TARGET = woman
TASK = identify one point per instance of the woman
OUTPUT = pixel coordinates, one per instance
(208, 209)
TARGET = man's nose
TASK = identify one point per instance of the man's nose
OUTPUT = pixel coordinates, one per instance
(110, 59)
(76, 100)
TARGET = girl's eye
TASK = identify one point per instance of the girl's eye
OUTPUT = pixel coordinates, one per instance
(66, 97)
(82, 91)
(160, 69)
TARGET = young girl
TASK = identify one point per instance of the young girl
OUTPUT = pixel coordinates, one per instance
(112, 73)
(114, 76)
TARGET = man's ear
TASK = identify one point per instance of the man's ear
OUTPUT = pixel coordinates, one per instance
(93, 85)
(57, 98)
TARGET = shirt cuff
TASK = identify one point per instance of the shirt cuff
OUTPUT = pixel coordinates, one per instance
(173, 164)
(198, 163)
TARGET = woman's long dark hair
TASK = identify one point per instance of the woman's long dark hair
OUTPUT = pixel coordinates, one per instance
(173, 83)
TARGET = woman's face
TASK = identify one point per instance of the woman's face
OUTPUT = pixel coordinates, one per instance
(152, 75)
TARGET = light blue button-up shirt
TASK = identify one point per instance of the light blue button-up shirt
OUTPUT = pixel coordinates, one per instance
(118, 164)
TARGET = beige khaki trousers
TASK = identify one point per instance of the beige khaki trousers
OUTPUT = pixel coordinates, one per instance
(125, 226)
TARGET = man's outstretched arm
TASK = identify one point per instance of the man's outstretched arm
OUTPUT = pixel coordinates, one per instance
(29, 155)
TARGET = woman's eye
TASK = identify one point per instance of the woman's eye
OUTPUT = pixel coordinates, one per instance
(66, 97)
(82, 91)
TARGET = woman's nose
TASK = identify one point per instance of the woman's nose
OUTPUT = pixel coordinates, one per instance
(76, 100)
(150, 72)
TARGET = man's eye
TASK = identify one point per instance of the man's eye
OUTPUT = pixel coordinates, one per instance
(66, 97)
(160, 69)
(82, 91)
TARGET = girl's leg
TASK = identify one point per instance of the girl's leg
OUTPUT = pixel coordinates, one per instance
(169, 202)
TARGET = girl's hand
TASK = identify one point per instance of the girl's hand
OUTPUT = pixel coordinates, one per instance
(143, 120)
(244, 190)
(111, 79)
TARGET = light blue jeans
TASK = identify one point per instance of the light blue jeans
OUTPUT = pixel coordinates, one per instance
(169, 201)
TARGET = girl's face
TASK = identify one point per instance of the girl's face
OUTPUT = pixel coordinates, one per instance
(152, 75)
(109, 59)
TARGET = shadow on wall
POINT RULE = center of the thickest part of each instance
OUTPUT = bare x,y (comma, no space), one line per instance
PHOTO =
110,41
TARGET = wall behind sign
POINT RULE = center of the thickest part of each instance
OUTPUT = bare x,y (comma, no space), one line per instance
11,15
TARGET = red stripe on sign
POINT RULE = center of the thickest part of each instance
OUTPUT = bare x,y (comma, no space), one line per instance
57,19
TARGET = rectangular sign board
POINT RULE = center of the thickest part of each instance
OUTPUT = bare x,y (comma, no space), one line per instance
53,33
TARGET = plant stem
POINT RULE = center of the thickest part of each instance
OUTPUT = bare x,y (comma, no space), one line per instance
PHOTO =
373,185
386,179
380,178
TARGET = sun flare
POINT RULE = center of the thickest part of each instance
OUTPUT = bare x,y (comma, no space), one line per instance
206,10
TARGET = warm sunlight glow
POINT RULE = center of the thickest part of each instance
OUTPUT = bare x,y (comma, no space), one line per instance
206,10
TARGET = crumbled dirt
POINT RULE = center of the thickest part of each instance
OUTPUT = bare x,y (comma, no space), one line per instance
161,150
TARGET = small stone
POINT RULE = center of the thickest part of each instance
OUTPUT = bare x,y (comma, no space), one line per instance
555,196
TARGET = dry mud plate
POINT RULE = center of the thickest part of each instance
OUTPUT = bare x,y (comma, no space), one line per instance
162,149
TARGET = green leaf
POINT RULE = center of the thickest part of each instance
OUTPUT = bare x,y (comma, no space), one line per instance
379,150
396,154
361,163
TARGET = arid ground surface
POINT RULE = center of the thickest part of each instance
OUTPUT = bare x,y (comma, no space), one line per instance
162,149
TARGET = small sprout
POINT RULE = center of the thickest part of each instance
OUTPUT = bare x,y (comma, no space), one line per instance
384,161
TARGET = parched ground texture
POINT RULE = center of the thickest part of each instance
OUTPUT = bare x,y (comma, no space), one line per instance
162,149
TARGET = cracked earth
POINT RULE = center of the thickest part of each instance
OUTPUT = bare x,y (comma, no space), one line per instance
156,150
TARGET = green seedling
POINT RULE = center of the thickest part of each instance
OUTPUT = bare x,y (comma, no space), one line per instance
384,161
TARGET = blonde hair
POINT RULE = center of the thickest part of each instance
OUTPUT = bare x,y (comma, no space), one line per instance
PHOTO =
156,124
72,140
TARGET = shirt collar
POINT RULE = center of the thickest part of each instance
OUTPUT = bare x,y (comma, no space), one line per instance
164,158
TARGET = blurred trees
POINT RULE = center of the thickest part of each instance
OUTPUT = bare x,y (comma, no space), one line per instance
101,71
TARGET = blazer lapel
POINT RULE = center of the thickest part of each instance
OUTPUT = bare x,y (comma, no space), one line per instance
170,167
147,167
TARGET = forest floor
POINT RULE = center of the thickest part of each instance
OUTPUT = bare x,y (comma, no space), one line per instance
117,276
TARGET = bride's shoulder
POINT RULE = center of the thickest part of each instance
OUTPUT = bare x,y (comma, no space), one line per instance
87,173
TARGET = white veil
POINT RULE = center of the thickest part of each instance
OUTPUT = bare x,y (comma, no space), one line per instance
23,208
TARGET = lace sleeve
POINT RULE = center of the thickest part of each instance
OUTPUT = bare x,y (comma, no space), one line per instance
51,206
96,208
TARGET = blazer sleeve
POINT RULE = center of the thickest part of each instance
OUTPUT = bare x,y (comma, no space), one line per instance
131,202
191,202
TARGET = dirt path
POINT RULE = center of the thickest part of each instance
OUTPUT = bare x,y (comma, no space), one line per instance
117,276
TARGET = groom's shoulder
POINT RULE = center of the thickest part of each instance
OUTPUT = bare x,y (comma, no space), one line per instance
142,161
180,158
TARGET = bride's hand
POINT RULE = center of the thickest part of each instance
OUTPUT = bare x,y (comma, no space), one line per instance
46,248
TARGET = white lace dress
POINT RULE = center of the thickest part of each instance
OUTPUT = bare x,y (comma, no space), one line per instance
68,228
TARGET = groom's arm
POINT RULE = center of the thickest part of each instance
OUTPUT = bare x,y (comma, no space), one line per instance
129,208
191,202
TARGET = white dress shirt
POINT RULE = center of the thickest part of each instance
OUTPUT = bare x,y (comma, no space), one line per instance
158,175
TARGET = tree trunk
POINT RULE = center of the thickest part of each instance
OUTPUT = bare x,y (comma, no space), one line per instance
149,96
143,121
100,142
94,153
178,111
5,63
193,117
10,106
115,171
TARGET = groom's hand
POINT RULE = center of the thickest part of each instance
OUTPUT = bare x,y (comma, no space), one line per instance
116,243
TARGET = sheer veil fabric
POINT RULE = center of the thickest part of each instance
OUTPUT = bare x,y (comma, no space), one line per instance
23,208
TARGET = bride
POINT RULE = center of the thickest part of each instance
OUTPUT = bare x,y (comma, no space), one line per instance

· · · ·

PROBLEM: In full and without alteration, copy the entries.

EXERCISE RESPONSE:
TARGET = woman
TASK = identify one point per instance of the woman
OUTPUT = pixel coordinates, one per instance
(208, 209)
TARGET = man's nose
TASK = identify one point per instance of the man's nose
OUTPUT = pixel coordinates, one per instance
(110, 59)
(76, 100)
TARGET = girl's eye
TASK = identify one point per instance of the girl's eye
OUTPUT = pixel coordinates, one per instance
(66, 97)
(82, 91)
(160, 69)
TARGET = young girl
TASK = identify one point per instance of the young girl
OUTPUT = pixel coordinates, one per instance
(112, 73)
(114, 76)
TARGET = man's ear
TASK = identify one point per instance of the man's ear
OUTPUT = pixel coordinates, one per instance
(93, 85)
(57, 98)
TARGET = shirt cuff
TASK = identify one point per instance of the shirt cuff
OUTPUT = pixel coordinates, one per instance
(173, 164)
(198, 163)
TARGET = woman's long dark hair
TASK = identify one point per instance of the woman's long dark hair
OUTPUT = pixel coordinates, one per instance
(173, 83)
TARGET = woman's face
TASK = identify one point per instance of the woman's face
OUTPUT = pixel coordinates, one per instance
(152, 75)
TARGET = light blue button-up shirt
TASK = identify one point per instance of the light blue button-up shirt
OUTPUT = pixel coordinates, one per instance
(118, 164)
TARGET = beige khaki trousers
TASK = identify one point per instance of the beige khaki trousers
OUTPUT = pixel coordinates, one per instance
(125, 226)
TARGET = man's outstretched arm
TASK = identify one point per instance of the man's outstretched arm
OUTPUT = pixel coordinates, one per instance
(29, 155)
TARGET = woman's eye
TASK = identify one point per instance of the woman's eye
OUTPUT = pixel coordinates, one per instance
(66, 97)
(82, 91)
TARGET = woman's nose
TASK = identify one point per instance of the woman's nose
OUTPUT = pixel coordinates, one per instance
(76, 100)
(150, 72)
TARGET = man's eye
TASK = identify one point per instance of the man's eye
OUTPUT = pixel coordinates, one per instance
(66, 97)
(160, 69)
(82, 91)
TARGET = girl's leg
TASK = identify one point per instance of the girl's leg
OUTPUT = pixel coordinates, one per instance
(169, 202)
TARGET = girl's hand
TASK = identify one point per instance of the girl's hand
OUTPUT = pixel coordinates, one per instance
(143, 120)
(244, 190)
(111, 79)
TARGET = light blue jeans
TASK = identify one point per instance of the light blue jeans
OUTPUT = pixel coordinates, one per instance
(169, 201)
TARGET = girl's face
TASK = identify one point per instance of the girl's face
OUTPUT = pixel coordinates, one per instance
(152, 75)
(109, 59)
TARGET = shadow on wall
POINT RULE = center of the thickest part of each instance
OUTPUT = bare x,y (comma, no space), one line per instance
PHOTO =
110,41
TARGET = wall behind sign
POINT RULE = center of the thickest part of each instance
OUTPUT = bare x,y (comma, no space), one line per instance
11,15
TARGET = red stripe on sign
POINT RULE = center of the thickest part of each instance
OUTPUT = bare x,y (comma, no space), one line per instance
57,19
TARGET = rectangular sign board
POINT RULE = center of the thickest part of each instance
OUTPUT = bare x,y (comma, no space), one line per instance
53,33
TARGET = plant stem
POINT RULE = center of the thickest part of each instance
OUTPUT = bare x,y (comma, no space), one line per instance
PHOTO =
373,185
386,179
380,178
TARGET = sun flare
POINT RULE = center of the thickest part of each instance
OUTPUT = bare x,y (comma, no space), one line per instance
206,10
TARGET = warm sunlight glow
POINT RULE = center of the thickest part of each instance
OUTPUT = bare x,y (comma, no space), one line per instance
206,10
TARGET = crumbled dirt
POINT RULE = center of the thickest part of each instance
OUTPUT = bare x,y (comma, no space), one line per instance
161,150
TARGET = small stone
POINT RULE = center of the thickest part of each instance
OUTPUT = bare x,y (comma, no space), one line per instance
555,196
TARGET = dry mud plate
POINT RULE = center of the thickest part of each instance
OUTPUT = bare x,y (comma, no space), one line per instance
162,149
TARGET = green leaf
POINT RULE = center of the thickest part of each instance
OUTPUT = bare x,y (comma, no space), one line per instance
379,150
396,154
361,163
TARGET = arid ground surface
POINT RULE = center of the thickest part of each instance
OUTPUT = bare x,y (comma, no space), one line per instance
162,149
TARGET = small sprout
POINT RULE = center of the thickest part of each instance
OUTPUT = bare x,y (comma, no space), one line per instance
384,161
TARGET = parched ground texture
POINT RULE = center of the thickest part of each instance
OUTPUT = bare x,y (comma, no space), one line per instance
162,149
TARGET = cracked earth
POINT RULE = center of the thickest part of each instance
OUTPUT = bare x,y (comma, no space), one line per instance
156,150
TARGET = green seedling
POINT RULE = center of the thickest part of each instance
OUTPUT = bare x,y (comma, no space), one line per instance
384,161
TARGET = blonde hair
POINT RULE = center of the thickest part of each instance
OUTPUT = bare x,y (comma, no space), one line per instance
PHOTO =
156,124
72,140
TARGET = shirt collar
POINT RULE = center of the thickest part of each instance
OUTPUT = bare x,y (comma, no space), one line per instance
164,158
TARGET = blurred trees
POINT RULE = center of the thickest part of each instance
OUTPUT = bare x,y (comma, no space), one line per instance
101,71
TARGET = blazer lapel
POINT RULE = center of the thickest part of each instance
OUTPUT = bare x,y (comma, no space), one line per instance
170,167
147,167
TARGET = forest floor
POINT RULE = center of the thickest part of each instance
OUTPUT = bare x,y (comma, no space), one line per instance
117,276
TARGET = bride's shoulder
POINT RULE = center of the thickest part of each instance
OUTPUT = bare x,y (comma, no space), one line per instance
87,173
TARGET = white veil
POINT RULE = center of the thickest part of each instance
OUTPUT = bare x,y (comma, no space), one line per instance
23,208
TARGET = lace sleeve
POINT RULE = center of the thickest part of each instance
OUTPUT = bare x,y (comma, no space), one line per instance
51,206
96,208
TARGET = blazer sleeve
POINT RULE = center of the thickest part of each instance
OUTPUT = bare x,y (comma, no space), one line per instance
131,202
191,202
TARGET = dirt path
POINT RULE = center of the thickest part of each instance
OUTPUT = bare x,y (comma, no space), one line per instance
117,276
TARGET = groom's shoulder
POINT RULE = center of the thickest part of each instance
OUTPUT = bare x,y (comma, no space), one line per instance
142,161
180,158
TARGET = bride's hand
POINT RULE = center of the thickest part of each instance
OUTPUT = bare x,y (comma, no space), one line per instance
46,248
TARGET = white lace dress
POINT RULE = center of the thickest part of each instance
OUTPUT = bare x,y (comma, no space), one line per instance
68,228
TARGET = groom's arm
POINT RULE = center of the thickest part of each instance
OUTPUT = bare x,y (comma, no space), one line per instance
129,208
191,202
TARGET = white dress shirt
POINT RULE = center of the thickest part of each instance
OUTPUT = bare x,y (comma, no space), one line per instance
158,175
TARGET = tree trunk
POINT RULE = center of the thickest part of each instance
OUTPUT = bare x,y (comma, no space), one line per instance
149,96
143,121
100,142
94,153
178,111
5,63
193,117
10,106
115,171
TARGET = groom's hand
POINT RULE = center of the thickest part of each instance
OUTPUT = bare x,y (comma, no space), one line per instance
116,243
TARGET = sheer veil fabric
POINT RULE = center of the thickest part of each instance
OUTPUT = bare x,y (comma, no space), one line per instance
23,208
TARGET = bride
POINT RULE = center of the thickest part of each instance
OUTPUT = bare x,y (comma, no space), one line per instance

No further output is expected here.